Listing:
········
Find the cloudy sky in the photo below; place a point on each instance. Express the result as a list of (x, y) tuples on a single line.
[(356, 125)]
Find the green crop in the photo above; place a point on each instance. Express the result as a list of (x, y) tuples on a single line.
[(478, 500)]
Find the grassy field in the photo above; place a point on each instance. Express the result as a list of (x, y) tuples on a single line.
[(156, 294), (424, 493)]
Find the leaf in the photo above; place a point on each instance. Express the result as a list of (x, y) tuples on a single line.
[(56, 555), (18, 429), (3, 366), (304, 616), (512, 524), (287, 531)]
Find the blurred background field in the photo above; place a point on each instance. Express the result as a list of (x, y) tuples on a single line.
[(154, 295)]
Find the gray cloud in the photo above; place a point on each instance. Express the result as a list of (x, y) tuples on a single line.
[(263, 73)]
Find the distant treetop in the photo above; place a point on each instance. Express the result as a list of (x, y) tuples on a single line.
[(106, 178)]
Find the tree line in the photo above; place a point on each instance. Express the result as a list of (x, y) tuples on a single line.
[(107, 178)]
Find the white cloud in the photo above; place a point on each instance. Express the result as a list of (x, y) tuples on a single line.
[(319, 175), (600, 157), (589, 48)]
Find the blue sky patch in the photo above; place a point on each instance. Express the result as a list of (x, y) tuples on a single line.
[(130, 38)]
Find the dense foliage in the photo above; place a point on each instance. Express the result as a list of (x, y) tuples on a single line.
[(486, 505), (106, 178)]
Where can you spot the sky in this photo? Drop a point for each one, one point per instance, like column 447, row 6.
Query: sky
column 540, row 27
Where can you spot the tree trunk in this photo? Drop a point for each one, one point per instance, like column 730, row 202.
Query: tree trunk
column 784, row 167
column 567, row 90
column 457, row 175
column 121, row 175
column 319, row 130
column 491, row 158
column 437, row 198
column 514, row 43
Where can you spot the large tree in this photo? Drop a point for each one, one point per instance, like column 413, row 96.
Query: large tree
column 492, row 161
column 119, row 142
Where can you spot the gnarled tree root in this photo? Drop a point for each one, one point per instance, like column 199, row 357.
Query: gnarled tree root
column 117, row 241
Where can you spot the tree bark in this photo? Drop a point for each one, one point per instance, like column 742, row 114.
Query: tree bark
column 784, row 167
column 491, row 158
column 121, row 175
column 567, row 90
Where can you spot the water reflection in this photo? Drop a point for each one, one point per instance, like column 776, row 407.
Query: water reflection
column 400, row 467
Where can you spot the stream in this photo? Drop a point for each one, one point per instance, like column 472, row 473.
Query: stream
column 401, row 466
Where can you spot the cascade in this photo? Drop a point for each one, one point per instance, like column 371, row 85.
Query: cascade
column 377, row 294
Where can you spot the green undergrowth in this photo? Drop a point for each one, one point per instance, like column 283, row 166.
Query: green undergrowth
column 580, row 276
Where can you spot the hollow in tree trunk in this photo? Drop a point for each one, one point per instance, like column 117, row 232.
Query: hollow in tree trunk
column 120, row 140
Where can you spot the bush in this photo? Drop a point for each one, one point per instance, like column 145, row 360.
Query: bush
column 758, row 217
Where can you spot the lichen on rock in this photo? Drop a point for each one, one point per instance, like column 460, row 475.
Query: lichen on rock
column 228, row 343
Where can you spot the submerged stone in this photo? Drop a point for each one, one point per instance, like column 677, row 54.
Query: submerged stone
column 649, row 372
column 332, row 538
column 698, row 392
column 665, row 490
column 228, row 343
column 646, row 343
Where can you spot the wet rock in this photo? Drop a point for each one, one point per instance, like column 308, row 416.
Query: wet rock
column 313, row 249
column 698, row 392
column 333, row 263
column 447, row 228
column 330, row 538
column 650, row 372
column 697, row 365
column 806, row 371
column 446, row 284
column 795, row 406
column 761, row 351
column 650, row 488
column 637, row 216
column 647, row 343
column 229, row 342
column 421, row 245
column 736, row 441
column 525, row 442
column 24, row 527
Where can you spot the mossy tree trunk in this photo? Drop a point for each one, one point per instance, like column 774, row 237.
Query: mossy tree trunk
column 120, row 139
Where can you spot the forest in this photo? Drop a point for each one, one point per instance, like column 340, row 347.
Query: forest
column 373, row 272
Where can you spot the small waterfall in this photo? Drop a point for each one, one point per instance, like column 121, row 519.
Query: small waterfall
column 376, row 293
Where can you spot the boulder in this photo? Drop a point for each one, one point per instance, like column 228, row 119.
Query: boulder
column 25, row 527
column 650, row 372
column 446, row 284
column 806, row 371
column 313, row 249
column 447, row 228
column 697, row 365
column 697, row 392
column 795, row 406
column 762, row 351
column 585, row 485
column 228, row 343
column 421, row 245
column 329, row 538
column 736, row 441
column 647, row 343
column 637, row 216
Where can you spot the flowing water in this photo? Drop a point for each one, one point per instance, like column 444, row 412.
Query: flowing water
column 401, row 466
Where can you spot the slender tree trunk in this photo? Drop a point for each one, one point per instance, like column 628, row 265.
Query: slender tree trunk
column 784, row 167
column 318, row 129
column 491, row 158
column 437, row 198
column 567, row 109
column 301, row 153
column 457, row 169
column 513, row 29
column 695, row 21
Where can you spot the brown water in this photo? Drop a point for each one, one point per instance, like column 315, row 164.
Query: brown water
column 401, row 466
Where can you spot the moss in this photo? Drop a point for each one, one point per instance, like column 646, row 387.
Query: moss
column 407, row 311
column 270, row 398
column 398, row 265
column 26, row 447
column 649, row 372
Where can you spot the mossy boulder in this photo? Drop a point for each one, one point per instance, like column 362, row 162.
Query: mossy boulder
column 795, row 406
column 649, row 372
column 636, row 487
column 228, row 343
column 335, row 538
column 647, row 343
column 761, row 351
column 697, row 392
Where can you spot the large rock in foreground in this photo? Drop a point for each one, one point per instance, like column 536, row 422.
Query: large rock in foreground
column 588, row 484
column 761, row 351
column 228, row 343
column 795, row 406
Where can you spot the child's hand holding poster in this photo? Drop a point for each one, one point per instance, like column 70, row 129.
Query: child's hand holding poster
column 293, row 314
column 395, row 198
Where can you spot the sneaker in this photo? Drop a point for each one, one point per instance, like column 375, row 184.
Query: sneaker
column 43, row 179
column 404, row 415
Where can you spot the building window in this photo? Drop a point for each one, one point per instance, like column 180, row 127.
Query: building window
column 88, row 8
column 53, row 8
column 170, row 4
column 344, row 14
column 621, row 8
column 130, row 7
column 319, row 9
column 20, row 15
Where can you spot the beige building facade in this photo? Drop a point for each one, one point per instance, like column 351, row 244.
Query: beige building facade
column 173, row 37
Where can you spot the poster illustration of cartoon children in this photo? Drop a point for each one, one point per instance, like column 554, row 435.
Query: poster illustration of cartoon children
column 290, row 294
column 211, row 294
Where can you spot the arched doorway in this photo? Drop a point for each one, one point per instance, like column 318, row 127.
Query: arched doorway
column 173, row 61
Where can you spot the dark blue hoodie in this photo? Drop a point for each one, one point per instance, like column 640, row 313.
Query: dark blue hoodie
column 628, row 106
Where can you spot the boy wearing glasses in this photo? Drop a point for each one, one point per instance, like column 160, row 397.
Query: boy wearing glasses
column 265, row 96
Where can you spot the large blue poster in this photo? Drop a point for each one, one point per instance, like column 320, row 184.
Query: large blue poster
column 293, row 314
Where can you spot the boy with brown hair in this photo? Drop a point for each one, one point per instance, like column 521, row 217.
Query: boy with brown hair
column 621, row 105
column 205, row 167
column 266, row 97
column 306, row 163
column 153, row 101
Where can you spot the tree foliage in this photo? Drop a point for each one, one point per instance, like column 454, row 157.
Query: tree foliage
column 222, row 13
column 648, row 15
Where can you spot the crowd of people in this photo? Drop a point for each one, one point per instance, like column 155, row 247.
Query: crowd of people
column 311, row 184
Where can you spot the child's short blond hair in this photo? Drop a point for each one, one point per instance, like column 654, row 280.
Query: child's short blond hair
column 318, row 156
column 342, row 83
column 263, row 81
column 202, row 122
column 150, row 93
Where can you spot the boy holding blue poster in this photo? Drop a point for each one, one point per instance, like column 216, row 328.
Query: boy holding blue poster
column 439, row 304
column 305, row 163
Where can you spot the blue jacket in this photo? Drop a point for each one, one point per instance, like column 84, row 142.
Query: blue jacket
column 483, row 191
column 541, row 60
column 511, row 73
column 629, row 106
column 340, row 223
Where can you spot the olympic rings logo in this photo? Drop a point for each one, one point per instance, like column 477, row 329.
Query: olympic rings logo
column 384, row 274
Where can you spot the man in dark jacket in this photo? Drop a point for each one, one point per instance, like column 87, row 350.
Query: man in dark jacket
········
Task prompt: Copy the lines exactly as they appear, from the line that contains "Where can you spot the mossy tree" through the line that contains "column 376, row 293", including both of those lines.

Full solution:
Where can you spot the mossy tree trunk in this photo? Drop a point for each one, one point per instance, like column 774, row 237.
Query: mossy tree trunk
column 120, row 139
Where can you spot the forest in this photo? Drop a point for each one, one point per instance, like column 340, row 347.
Query: forest
column 373, row 272
Where can you spot the small waterfall in this photo? Drop a point for each one, one point per instance, like column 121, row 519.
Query: small waterfall
column 376, row 293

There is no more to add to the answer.